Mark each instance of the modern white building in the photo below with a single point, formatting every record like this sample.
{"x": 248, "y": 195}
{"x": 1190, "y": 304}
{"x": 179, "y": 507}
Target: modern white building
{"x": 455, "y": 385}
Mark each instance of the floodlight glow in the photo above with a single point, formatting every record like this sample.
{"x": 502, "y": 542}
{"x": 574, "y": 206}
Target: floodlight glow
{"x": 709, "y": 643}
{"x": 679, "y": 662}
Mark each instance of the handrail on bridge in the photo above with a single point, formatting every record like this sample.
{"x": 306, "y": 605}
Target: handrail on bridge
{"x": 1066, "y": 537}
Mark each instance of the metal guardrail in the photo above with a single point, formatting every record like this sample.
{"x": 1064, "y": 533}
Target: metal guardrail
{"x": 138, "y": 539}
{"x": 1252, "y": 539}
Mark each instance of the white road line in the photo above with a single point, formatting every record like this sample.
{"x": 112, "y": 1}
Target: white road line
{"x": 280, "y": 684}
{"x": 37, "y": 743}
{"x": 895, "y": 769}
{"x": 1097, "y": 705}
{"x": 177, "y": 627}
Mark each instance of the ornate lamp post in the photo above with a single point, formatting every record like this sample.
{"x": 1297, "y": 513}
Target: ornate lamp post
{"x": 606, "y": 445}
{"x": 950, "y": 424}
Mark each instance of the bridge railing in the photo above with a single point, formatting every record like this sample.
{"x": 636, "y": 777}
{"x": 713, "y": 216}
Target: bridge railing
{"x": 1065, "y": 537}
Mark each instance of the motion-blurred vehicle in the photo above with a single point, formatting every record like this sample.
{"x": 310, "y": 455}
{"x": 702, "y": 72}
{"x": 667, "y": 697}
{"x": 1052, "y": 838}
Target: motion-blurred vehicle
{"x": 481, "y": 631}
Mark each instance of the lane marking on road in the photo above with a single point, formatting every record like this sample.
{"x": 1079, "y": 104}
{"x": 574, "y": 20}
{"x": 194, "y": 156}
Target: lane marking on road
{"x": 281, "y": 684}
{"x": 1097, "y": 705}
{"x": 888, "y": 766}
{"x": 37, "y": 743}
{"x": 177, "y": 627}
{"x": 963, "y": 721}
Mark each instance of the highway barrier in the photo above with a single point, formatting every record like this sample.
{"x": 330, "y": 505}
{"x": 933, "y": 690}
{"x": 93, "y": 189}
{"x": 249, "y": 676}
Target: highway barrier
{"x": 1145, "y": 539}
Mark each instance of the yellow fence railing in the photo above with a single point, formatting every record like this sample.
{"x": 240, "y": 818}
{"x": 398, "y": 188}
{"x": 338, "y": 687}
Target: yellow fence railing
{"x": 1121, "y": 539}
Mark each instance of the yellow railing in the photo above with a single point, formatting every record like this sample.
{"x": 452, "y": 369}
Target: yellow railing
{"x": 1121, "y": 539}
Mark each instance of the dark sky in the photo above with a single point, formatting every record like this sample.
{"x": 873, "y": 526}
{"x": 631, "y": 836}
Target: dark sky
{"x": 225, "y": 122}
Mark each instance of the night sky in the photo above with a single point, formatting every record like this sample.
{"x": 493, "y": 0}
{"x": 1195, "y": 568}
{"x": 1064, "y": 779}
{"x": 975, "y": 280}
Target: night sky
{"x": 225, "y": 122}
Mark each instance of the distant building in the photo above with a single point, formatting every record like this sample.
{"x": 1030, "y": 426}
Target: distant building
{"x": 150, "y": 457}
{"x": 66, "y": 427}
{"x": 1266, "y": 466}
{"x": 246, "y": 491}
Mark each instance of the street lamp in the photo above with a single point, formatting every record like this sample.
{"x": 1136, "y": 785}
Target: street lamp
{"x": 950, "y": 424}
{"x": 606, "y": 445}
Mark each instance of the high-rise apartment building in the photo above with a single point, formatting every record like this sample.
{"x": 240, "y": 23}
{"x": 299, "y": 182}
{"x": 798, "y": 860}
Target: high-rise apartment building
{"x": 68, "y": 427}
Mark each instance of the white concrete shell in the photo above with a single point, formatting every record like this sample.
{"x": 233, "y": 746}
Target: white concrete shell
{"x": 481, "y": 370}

+--

Goal of the exercise:
Please copy out the data above exactly.

Output below:
Mark each instance of the modern white building in the photo below with a single point, formatting every record like this sample.
{"x": 248, "y": 195}
{"x": 1190, "y": 304}
{"x": 179, "y": 507}
Target: modern white building
{"x": 455, "y": 385}
Mark each instance of the floodlight glow in the photo above with a single point, formatting every record like this sample.
{"x": 502, "y": 542}
{"x": 574, "y": 206}
Target: floodlight glow
{"x": 709, "y": 643}
{"x": 679, "y": 662}
Mark each instance of the handrail on bridge in the photo above with a single point, formatting every record like this sample.
{"x": 306, "y": 605}
Target: handrail on bridge
{"x": 1066, "y": 537}
Mark each instance of the metal guardrail in the photo above with a single point, formatting every record like this sample.
{"x": 1064, "y": 533}
Target: metal guardrail
{"x": 138, "y": 539}
{"x": 1252, "y": 539}
Mark each instance of the white road line in the photo above with a single point, formatting every record like this sample.
{"x": 112, "y": 1}
Target: white road line
{"x": 280, "y": 684}
{"x": 37, "y": 743}
{"x": 895, "y": 769}
{"x": 1097, "y": 705}
{"x": 177, "y": 627}
Mark each instance of the ornate lamp post in the photo above with a single point, formatting every record like this sample.
{"x": 1297, "y": 513}
Target: ornate lamp post
{"x": 606, "y": 445}
{"x": 950, "y": 424}
Mark each instance of the bridge railing in the photo above with a single point, formatting every record like this sample.
{"x": 636, "y": 777}
{"x": 713, "y": 216}
Target: bridge railing
{"x": 1065, "y": 537}
Mark each instance of the motion-blurred vehicle in the photo above with a single point, formatting every record like this sample.
{"x": 310, "y": 455}
{"x": 702, "y": 72}
{"x": 667, "y": 697}
{"x": 1052, "y": 838}
Target: motion-blurred vehicle
{"x": 481, "y": 631}
Mark each instance of the lane marking on road in the photo above with a single point, formatting every record like this sample.
{"x": 1079, "y": 104}
{"x": 574, "y": 20}
{"x": 194, "y": 156}
Target: lane marking on road
{"x": 281, "y": 684}
{"x": 1097, "y": 705}
{"x": 888, "y": 766}
{"x": 37, "y": 743}
{"x": 177, "y": 627}
{"x": 963, "y": 721}
Mark each instance of the highway barrier in the photo above with a single point, formatting every record like this sample.
{"x": 330, "y": 505}
{"x": 933, "y": 690}
{"x": 93, "y": 189}
{"x": 249, "y": 676}
Target: highway barrier
{"x": 1145, "y": 539}
Mark each instance of the yellow fence railing in the photo above with a single point, formatting every record like this sample.
{"x": 240, "y": 818}
{"x": 398, "y": 188}
{"x": 338, "y": 687}
Target: yellow fence railing
{"x": 1121, "y": 539}
Mark each instance of the yellow railing in the photo above with a single point, formatting every record like this sample.
{"x": 452, "y": 369}
Target: yellow railing
{"x": 1121, "y": 539}
Mark each instance of the dark sky in the photo above with a single point, formatting every record like this sample.
{"x": 873, "y": 526}
{"x": 631, "y": 836}
Target: dark sky
{"x": 225, "y": 122}
Mark each instance of the night sky in the photo above with a single point, formatting every record like this sample.
{"x": 493, "y": 0}
{"x": 1195, "y": 568}
{"x": 1064, "y": 779}
{"x": 975, "y": 280}
Target: night sky
{"x": 225, "y": 122}
Mark each instance of the distant building in the photo above with a single point, formatting every record like this sample.
{"x": 1030, "y": 426}
Target: distant building
{"x": 150, "y": 457}
{"x": 66, "y": 427}
{"x": 1266, "y": 466}
{"x": 246, "y": 491}
Mark each instance of the street lamp in the photo above with a single point, formatting every record like this sample.
{"x": 1136, "y": 785}
Target: street lamp
{"x": 950, "y": 424}
{"x": 606, "y": 445}
Mark each instance of the high-rise apartment building in the photo above with a single point, formatting every record like this sample.
{"x": 240, "y": 23}
{"x": 299, "y": 182}
{"x": 798, "y": 860}
Target: high-rise apartment building
{"x": 68, "y": 427}
Mark each instance of the white concrete shell in the photo above with a single point, formatting every record like this sample.
{"x": 233, "y": 746}
Target: white concrete shell
{"x": 481, "y": 370}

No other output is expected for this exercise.